EXERCISE PROMPT -
From the first line to the last, reproduce the records exactly.

EXCERPTED DATA -
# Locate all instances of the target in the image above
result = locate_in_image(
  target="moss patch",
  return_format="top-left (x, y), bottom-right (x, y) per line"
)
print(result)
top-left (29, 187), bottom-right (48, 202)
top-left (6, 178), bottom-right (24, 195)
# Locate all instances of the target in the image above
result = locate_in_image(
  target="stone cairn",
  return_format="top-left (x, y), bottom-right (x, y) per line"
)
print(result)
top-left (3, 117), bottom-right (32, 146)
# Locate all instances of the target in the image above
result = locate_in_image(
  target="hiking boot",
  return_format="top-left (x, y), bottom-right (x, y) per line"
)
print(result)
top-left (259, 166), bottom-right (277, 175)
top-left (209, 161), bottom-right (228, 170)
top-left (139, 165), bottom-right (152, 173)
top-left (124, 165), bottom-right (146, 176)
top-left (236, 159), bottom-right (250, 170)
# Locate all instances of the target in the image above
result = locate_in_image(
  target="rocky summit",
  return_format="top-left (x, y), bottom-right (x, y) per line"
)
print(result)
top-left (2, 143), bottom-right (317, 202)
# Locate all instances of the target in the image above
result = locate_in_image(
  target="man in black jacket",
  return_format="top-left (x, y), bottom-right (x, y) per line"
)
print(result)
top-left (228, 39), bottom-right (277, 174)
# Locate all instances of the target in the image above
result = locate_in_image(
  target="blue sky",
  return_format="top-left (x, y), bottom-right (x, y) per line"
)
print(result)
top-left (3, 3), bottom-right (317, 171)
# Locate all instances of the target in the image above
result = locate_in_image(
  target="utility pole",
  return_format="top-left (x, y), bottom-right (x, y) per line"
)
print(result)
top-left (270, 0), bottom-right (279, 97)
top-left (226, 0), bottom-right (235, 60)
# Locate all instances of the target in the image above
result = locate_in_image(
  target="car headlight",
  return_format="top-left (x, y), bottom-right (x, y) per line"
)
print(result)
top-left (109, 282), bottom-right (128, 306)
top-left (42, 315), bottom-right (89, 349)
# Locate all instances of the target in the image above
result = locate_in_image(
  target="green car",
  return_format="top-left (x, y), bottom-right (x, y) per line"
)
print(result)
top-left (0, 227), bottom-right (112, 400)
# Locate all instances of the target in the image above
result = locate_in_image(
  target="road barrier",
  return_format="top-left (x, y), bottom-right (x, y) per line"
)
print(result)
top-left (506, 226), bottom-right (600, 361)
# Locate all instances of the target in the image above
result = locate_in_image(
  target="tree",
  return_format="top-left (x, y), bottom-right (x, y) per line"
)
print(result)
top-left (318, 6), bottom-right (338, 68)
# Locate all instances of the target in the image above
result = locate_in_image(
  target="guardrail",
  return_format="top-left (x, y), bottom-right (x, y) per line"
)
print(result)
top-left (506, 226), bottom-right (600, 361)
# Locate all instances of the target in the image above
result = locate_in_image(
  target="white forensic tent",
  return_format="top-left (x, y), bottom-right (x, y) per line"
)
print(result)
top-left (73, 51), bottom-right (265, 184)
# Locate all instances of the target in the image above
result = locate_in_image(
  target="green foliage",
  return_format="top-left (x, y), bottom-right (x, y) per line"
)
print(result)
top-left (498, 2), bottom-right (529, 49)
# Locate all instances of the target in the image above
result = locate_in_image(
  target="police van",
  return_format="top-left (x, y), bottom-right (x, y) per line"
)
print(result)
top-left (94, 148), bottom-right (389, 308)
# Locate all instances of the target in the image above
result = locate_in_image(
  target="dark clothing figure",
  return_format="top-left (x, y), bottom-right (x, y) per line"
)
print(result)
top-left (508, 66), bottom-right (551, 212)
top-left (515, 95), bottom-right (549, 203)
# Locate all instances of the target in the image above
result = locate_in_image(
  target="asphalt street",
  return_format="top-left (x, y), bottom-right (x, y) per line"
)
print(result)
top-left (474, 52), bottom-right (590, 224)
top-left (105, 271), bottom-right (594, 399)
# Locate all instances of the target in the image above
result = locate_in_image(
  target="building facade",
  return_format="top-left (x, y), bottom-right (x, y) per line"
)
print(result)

THE COMPLETED TASK -
# Locate all instances of the target in the image above
result = locate_in_image(
  target="moss patch",
  return_format="top-left (x, y), bottom-right (x, y) per line"
)
print(result)
top-left (29, 187), bottom-right (48, 202)
top-left (6, 178), bottom-right (24, 195)
# Locate all instances of the target in the image above
result = locate_in_image(
  target="stone cairn",
  return_format="top-left (x, y), bottom-right (x, y) per line"
)
print(result)
top-left (3, 117), bottom-right (32, 146)
# Locate all instances of the target in the image above
result = locate_in_image(
  target="hiking boot",
  return_format="top-left (x, y), bottom-right (x, y) per line"
)
print(result)
top-left (259, 166), bottom-right (277, 175)
top-left (209, 161), bottom-right (228, 170)
top-left (139, 165), bottom-right (152, 173)
top-left (124, 165), bottom-right (146, 176)
top-left (236, 159), bottom-right (250, 170)
# Locate all instances of the target in the image above
result = locate_in_image(
  target="rocky summit",
  return_format="top-left (x, y), bottom-right (x, y) per line"
)
print(result)
top-left (2, 143), bottom-right (317, 202)
# Locate all instances of the target in the image above
result = locate_in_image(
  target="man in black jacket",
  return_format="top-left (x, y), bottom-right (x, y) per line"
)
print(result)
top-left (228, 39), bottom-right (277, 174)
# Locate all instances of the target in the image above
result = locate_in_image(
  target="blue sky",
  return_format="top-left (x, y), bottom-right (x, y) per line"
)
print(result)
top-left (3, 3), bottom-right (317, 171)
# Locate all instances of the target in the image above
result = locate_in_image(
  target="utility pole",
  return_format="top-left (x, y), bottom-right (x, y) per line"
)
print(result)
top-left (270, 0), bottom-right (279, 97)
top-left (226, 0), bottom-right (235, 60)
# Locate all instances of the target in the image above
result = locate_in_image(
  target="car headlight",
  return_format="top-left (x, y), bottom-right (x, y) per line"
)
print(result)
top-left (109, 282), bottom-right (128, 306)
top-left (42, 315), bottom-right (89, 349)
# Locate all instances of the target in the image above
result = locate_in_image(
  target="green car",
  return_format="top-left (x, y), bottom-right (x, y) per line"
)
print(result)
top-left (0, 227), bottom-right (112, 400)
# Locate all instances of the target in the image above
result = locate_in_image(
  target="road barrier",
  return_format="top-left (x, y), bottom-right (x, y) per line"
)
print(result)
top-left (506, 226), bottom-right (600, 361)
# Locate all instances of the target in the image above
result = locate_in_image(
  target="tree",
  return_format="top-left (x, y), bottom-right (x, y) per line"
)
print(result)
top-left (318, 6), bottom-right (338, 68)
# Locate all instances of the target in the image above
result = locate_in_image(
  target="guardrail",
  return_format="top-left (x, y), bottom-right (x, y) per line"
)
print(result)
top-left (506, 226), bottom-right (600, 361)
# Locate all instances of the target in the image above
result = locate_in_image(
  target="white forensic tent",
  return_format="top-left (x, y), bottom-right (x, y) per line"
)
print(result)
top-left (73, 51), bottom-right (265, 184)
# Locate all instances of the target in the image above
result = locate_in_image(
  target="green foliage",
  return_format="top-left (x, y), bottom-right (x, y) per line"
)
print(result)
top-left (498, 2), bottom-right (529, 49)
# Locate all instances of the target in the image above
result = locate_in_image(
  target="police van",
  return_format="top-left (x, y), bottom-right (x, y) per line"
)
print(result)
top-left (94, 148), bottom-right (389, 308)
# Locate all instances of the target in the image above
result = locate_in_image(
  target="dark clothing figure",
  return_format="top-left (x, y), bottom-right (x, y) per line"
)
print(result)
top-left (508, 66), bottom-right (551, 212)
top-left (515, 95), bottom-right (549, 203)
# Locate all instances of the target in the image above
result = locate_in_image(
  target="asphalt street",
  return_format="top-left (x, y), bottom-right (x, y) per line"
)
print(result)
top-left (474, 52), bottom-right (590, 224)
top-left (105, 271), bottom-right (594, 399)
# Locate all instances of the target in the image above
result = locate_in_image(
  target="building facade",
  return_format="top-left (x, y), bottom-right (x, y) per line"
)
print(result)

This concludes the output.